▶ [REQUIRED ACTION]
Throughout the listing below, show every line in which "suit" occurs.
------ RECORDS SUPPLIED
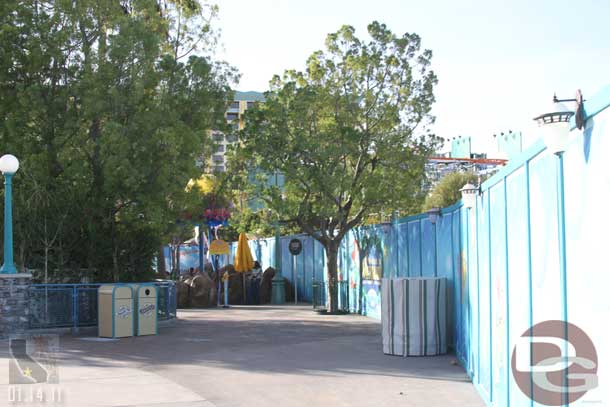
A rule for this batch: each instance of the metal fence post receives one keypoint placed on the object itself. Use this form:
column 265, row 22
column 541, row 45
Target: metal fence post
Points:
column 168, row 298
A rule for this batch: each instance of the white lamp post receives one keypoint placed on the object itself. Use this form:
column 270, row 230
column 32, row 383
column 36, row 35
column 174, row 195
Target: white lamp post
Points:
column 433, row 214
column 9, row 164
column 555, row 127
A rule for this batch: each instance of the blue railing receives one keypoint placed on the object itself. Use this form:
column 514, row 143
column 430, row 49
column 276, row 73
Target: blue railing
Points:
column 75, row 305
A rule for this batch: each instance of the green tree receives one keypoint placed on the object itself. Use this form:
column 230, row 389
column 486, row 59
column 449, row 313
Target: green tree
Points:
column 349, row 134
column 447, row 191
column 108, row 105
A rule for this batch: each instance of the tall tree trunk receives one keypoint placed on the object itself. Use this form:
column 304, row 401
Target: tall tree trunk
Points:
column 360, row 289
column 332, row 252
column 161, row 261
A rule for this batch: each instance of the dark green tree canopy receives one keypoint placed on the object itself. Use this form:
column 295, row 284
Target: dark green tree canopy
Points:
column 107, row 104
column 349, row 133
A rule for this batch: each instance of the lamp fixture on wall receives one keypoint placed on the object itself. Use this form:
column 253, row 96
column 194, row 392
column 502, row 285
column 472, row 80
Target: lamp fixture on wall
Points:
column 434, row 214
column 555, row 124
column 469, row 195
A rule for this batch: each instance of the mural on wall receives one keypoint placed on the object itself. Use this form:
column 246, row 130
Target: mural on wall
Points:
column 189, row 257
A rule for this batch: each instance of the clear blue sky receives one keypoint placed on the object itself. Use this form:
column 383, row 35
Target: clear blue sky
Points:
column 498, row 62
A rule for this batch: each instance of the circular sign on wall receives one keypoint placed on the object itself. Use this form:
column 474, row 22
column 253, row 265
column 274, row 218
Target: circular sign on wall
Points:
column 295, row 246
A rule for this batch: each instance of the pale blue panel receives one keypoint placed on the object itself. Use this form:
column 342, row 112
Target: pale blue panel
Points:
column 307, row 264
column 546, row 278
column 518, row 269
column 428, row 248
column 458, row 310
column 414, row 248
column 473, row 297
column 499, row 350
column 485, row 299
column 403, row 250
column 445, row 266
column 587, row 203
column 444, row 249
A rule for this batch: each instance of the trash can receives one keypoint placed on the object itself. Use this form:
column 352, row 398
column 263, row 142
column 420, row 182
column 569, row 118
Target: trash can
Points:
column 115, row 311
column 146, row 309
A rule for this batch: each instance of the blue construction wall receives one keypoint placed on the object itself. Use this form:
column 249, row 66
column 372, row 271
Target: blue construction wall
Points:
column 510, row 278
column 501, row 258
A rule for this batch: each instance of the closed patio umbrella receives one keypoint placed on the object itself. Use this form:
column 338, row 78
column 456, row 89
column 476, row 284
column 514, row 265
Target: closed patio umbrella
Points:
column 243, row 259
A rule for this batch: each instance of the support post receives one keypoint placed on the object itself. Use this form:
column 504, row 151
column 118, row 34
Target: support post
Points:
column 8, row 267
column 278, row 293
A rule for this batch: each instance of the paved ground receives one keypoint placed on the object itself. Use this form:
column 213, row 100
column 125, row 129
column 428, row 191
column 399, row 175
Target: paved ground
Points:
column 250, row 356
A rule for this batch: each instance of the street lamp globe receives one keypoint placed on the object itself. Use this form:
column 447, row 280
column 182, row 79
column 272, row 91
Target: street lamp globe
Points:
column 469, row 195
column 9, row 164
column 555, row 127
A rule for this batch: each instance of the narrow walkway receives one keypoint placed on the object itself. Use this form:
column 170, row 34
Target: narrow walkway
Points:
column 255, row 356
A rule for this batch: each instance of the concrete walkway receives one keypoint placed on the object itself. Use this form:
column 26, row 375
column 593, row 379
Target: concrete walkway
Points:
column 252, row 356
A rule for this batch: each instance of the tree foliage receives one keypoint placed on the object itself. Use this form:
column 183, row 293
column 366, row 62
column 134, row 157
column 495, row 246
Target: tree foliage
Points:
column 107, row 104
column 447, row 191
column 349, row 134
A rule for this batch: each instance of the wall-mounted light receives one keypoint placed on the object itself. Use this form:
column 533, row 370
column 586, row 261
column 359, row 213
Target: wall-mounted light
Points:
column 555, row 124
column 386, row 227
column 434, row 214
column 469, row 195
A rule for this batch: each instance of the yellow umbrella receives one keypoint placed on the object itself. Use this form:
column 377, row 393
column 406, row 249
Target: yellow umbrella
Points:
column 243, row 256
column 243, row 259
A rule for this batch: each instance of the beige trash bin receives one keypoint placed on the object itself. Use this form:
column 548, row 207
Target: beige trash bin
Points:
column 115, row 311
column 146, row 309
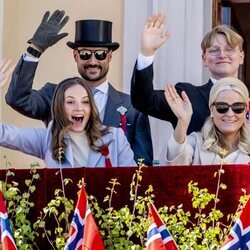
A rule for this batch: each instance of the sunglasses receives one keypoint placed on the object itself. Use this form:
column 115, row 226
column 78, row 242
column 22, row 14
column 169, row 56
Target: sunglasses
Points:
column 223, row 107
column 100, row 55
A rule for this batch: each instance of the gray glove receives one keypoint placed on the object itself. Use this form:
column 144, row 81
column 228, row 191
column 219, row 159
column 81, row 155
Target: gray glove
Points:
column 47, row 33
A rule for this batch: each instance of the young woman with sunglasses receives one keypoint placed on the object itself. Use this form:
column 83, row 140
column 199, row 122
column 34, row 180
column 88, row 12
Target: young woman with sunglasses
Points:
column 225, row 134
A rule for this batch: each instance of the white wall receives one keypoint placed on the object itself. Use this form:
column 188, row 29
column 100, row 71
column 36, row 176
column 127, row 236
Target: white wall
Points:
column 177, row 60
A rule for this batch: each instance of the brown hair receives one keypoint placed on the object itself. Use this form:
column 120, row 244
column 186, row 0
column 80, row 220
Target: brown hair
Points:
column 232, row 37
column 61, row 123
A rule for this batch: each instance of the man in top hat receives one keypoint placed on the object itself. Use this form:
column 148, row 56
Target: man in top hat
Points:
column 92, row 51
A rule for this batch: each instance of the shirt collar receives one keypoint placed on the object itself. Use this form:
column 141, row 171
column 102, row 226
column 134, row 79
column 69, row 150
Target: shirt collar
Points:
column 103, row 87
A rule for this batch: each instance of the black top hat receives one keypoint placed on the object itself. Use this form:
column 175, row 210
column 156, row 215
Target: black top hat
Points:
column 93, row 33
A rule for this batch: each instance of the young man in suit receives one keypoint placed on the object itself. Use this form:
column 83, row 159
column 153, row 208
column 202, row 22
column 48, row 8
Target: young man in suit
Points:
column 222, row 54
column 92, row 52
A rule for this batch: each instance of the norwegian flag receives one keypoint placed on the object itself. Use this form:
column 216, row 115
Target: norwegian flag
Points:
column 7, row 239
column 83, row 233
column 239, row 236
column 158, row 237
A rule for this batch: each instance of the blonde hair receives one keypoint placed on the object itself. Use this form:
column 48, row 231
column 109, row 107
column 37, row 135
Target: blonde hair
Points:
column 232, row 37
column 210, row 134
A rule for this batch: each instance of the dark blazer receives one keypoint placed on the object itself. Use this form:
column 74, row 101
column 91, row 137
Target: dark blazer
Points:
column 152, row 102
column 37, row 103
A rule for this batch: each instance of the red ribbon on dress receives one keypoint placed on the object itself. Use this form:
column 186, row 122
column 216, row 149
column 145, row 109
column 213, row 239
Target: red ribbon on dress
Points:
column 123, row 123
column 105, row 152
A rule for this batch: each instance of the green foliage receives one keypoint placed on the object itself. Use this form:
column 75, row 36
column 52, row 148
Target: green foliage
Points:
column 19, row 206
column 126, row 227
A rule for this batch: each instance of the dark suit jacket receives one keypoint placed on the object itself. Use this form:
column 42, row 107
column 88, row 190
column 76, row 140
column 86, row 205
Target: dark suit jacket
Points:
column 37, row 103
column 152, row 102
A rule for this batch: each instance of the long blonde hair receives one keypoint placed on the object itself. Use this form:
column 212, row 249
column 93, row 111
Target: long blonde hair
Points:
column 210, row 134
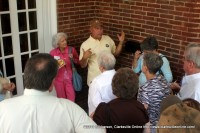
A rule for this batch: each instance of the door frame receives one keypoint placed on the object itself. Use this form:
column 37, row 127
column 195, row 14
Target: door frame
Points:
column 48, row 24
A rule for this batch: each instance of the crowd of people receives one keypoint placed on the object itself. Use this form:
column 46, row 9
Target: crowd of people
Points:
column 136, row 99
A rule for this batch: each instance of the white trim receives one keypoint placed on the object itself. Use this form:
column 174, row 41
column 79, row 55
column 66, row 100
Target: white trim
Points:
column 49, row 23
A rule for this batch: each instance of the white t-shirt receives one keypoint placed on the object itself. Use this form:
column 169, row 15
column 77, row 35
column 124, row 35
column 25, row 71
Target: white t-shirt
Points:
column 100, row 90
column 96, row 46
column 190, row 87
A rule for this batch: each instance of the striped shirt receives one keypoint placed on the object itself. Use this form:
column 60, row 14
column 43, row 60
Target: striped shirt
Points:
column 152, row 93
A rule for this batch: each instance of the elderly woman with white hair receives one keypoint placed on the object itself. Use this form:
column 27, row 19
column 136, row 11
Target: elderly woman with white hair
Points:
column 63, row 81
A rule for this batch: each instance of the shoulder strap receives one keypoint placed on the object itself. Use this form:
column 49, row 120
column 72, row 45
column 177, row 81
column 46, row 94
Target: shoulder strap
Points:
column 70, row 52
column 1, row 74
column 160, row 71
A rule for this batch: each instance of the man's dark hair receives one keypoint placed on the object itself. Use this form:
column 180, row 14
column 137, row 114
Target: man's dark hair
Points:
column 149, row 43
column 125, row 83
column 153, row 62
column 40, row 70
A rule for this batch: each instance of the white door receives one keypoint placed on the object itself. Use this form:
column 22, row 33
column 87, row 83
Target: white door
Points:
column 21, row 36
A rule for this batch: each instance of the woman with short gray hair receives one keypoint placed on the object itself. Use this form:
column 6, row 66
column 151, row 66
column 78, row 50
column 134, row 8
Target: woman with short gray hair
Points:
column 61, row 52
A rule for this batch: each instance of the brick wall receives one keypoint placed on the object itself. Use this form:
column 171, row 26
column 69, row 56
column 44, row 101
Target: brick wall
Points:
column 175, row 23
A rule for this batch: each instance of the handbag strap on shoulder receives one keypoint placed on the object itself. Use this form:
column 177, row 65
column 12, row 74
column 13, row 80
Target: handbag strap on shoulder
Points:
column 70, row 52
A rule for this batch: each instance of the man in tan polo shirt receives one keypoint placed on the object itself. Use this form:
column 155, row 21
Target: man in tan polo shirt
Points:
column 94, row 45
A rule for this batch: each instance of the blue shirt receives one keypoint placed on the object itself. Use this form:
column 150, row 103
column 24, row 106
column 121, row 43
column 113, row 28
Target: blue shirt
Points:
column 166, row 70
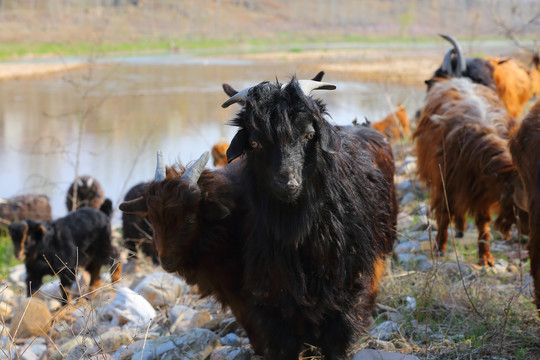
------------
▶ [ANSWER SPACE]
A rule for this batch: each instance of the young man in suit receives one keypoint placed on the object itself. Use this form:
Target: young man in suit
A rule for this batch: each instance of the dark suit jacket receives one keypoint placed on the object itself. Use this form:
Target: dark suit jacket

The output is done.